*Required action*
Give the line with "of the blurred" again, along with every line below it to the end of the records, word for word.

━━━ The records ━━━

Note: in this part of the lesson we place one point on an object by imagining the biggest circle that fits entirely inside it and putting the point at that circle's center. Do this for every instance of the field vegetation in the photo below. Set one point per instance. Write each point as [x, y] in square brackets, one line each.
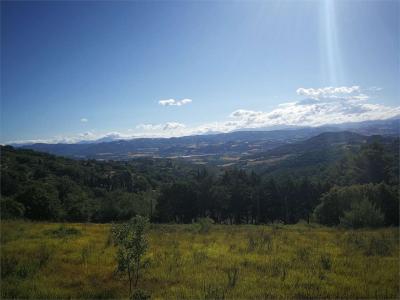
[201, 261]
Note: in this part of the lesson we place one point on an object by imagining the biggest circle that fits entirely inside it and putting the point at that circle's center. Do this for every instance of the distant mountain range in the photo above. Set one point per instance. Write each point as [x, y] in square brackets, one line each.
[234, 144]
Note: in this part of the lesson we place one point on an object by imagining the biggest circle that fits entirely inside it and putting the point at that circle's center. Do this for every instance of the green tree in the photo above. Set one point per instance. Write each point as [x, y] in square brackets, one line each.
[131, 241]
[362, 214]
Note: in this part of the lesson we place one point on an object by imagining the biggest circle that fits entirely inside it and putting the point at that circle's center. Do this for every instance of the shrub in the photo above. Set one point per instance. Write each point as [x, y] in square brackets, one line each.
[132, 244]
[62, 231]
[205, 224]
[378, 246]
[325, 261]
[139, 294]
[362, 214]
[233, 275]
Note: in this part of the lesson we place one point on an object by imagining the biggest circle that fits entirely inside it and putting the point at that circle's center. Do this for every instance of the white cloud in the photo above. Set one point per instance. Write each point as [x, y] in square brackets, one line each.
[173, 102]
[328, 92]
[173, 126]
[321, 106]
[149, 126]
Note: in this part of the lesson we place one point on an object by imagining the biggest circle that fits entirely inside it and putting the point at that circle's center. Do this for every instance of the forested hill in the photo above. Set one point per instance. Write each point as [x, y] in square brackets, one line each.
[358, 184]
[233, 144]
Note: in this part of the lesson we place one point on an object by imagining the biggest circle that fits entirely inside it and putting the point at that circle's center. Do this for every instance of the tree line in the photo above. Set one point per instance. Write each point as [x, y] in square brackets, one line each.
[39, 186]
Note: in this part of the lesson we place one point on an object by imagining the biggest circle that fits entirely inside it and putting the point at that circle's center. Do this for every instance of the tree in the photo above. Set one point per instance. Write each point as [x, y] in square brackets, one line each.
[41, 202]
[131, 241]
[362, 214]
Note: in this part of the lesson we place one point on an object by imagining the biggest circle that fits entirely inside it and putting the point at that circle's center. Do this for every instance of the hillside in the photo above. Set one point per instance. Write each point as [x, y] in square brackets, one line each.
[215, 148]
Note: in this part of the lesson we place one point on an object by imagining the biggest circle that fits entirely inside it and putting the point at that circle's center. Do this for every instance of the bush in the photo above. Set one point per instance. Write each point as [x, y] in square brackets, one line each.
[362, 214]
[62, 232]
[11, 209]
[139, 294]
[205, 224]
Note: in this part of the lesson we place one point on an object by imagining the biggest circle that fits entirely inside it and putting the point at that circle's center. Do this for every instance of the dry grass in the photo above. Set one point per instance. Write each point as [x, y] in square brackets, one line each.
[44, 260]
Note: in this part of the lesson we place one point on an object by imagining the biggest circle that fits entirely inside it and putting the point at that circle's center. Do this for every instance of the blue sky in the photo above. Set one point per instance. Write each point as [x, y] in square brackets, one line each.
[82, 70]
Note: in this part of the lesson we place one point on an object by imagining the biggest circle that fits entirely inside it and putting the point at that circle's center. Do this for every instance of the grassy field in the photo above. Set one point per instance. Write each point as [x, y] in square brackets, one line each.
[51, 260]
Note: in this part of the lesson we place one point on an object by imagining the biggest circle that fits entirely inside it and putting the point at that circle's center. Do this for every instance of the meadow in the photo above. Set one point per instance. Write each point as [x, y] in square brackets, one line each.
[54, 260]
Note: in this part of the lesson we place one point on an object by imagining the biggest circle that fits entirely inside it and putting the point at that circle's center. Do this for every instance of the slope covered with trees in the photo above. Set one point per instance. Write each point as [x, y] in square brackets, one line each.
[360, 183]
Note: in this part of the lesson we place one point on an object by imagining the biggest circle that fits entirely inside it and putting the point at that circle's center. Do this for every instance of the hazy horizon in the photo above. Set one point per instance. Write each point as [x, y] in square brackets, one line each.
[74, 71]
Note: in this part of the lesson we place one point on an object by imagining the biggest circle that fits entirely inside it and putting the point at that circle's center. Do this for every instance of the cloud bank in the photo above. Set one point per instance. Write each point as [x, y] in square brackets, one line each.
[318, 106]
[173, 102]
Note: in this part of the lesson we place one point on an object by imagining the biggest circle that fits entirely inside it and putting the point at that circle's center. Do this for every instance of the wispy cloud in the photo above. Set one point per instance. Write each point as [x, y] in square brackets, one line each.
[319, 106]
[173, 102]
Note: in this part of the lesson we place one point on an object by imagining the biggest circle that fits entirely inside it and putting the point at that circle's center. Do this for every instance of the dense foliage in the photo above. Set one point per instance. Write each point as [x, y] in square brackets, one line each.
[44, 187]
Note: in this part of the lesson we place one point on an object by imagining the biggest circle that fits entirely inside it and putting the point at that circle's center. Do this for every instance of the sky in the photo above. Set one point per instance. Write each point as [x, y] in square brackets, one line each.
[79, 70]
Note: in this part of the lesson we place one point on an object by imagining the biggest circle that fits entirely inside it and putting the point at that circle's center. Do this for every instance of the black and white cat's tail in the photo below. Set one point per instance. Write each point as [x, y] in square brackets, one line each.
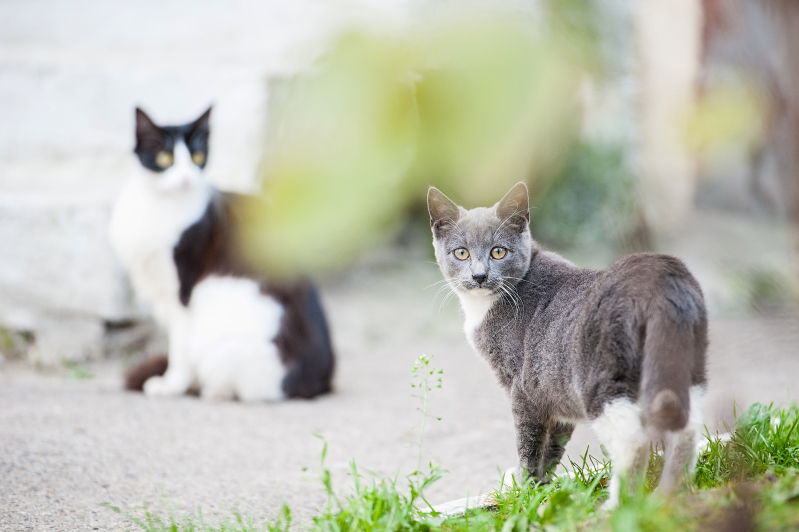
[674, 355]
[151, 367]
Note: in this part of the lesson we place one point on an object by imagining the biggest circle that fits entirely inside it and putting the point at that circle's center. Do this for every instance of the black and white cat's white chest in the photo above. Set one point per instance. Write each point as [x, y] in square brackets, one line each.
[146, 226]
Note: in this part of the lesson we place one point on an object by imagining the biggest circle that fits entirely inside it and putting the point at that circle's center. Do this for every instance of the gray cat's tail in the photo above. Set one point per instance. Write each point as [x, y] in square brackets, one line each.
[674, 343]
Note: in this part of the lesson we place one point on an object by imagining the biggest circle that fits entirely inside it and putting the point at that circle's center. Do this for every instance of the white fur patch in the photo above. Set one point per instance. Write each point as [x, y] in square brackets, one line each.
[475, 306]
[147, 221]
[231, 333]
[620, 429]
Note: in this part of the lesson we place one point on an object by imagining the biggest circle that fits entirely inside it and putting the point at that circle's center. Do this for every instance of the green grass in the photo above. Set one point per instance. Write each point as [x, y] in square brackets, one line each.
[750, 481]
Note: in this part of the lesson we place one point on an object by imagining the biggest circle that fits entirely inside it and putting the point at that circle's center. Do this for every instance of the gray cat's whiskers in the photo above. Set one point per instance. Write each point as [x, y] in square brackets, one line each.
[622, 348]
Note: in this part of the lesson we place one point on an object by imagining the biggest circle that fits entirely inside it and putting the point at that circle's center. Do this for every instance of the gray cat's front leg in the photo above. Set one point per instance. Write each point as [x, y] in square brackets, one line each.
[558, 436]
[531, 437]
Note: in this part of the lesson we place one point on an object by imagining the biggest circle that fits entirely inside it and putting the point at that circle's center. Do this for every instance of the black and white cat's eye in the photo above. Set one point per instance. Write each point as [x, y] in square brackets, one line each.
[461, 253]
[164, 159]
[498, 253]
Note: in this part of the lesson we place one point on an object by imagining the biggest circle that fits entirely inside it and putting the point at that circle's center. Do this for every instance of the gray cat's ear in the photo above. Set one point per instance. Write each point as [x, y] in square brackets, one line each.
[442, 209]
[515, 205]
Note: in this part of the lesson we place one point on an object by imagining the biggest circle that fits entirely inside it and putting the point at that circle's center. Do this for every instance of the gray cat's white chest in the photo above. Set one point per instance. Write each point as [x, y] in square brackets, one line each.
[475, 308]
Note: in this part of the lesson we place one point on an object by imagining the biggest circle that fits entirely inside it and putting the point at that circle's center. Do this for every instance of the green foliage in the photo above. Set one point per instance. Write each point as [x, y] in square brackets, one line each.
[76, 371]
[752, 478]
[765, 440]
[472, 108]
[424, 375]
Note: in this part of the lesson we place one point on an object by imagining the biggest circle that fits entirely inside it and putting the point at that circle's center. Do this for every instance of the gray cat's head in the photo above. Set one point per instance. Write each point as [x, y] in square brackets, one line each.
[481, 249]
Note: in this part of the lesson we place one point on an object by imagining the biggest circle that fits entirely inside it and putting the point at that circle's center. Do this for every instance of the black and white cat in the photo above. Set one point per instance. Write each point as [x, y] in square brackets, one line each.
[231, 333]
[622, 349]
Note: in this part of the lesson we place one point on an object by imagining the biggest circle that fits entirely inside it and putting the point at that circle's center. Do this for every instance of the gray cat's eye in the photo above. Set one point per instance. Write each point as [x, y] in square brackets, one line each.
[461, 253]
[498, 253]
[164, 159]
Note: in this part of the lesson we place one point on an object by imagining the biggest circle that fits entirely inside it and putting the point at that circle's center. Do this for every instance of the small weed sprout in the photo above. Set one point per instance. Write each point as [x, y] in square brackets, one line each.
[425, 377]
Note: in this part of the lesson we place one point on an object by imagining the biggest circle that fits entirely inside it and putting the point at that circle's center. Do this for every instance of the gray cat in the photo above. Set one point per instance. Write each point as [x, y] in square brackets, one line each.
[622, 348]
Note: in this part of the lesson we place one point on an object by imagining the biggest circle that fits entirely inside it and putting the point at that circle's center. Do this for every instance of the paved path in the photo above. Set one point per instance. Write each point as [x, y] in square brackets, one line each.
[68, 446]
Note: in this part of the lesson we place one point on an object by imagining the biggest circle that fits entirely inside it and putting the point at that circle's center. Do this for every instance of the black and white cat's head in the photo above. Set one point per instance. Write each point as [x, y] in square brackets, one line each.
[176, 155]
[482, 249]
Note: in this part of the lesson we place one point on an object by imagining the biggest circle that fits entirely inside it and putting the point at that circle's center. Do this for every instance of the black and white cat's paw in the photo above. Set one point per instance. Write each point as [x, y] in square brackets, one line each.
[162, 387]
[511, 477]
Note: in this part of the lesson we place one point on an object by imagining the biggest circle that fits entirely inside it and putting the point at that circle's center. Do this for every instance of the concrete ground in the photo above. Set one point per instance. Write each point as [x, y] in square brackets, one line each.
[68, 446]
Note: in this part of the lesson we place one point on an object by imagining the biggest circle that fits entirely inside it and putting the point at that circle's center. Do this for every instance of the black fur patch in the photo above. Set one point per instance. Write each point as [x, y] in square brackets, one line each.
[210, 246]
[152, 138]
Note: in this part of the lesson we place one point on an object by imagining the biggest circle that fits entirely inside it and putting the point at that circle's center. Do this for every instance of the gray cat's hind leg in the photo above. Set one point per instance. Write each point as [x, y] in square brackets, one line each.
[681, 446]
[531, 438]
[558, 435]
[620, 429]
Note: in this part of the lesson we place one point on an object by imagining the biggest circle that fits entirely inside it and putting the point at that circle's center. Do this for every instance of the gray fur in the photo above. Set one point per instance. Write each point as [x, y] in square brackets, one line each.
[566, 341]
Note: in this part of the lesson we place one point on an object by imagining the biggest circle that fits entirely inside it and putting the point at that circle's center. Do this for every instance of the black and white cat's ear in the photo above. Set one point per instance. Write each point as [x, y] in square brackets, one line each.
[148, 134]
[515, 206]
[442, 209]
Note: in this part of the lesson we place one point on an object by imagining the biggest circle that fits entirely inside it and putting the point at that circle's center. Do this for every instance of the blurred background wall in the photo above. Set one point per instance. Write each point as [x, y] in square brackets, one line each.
[686, 138]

━━━

*Solution for this exercise*
Note: in this part of the lesson we place one point on an object by imagining the biggest circle that fits entirely inside it and putting the point at that circle's center. Do this for every instance of the blurred background wall in the photo above. Set one point per instance. Write each point as [x, y] in square brackets, one line each.
[686, 138]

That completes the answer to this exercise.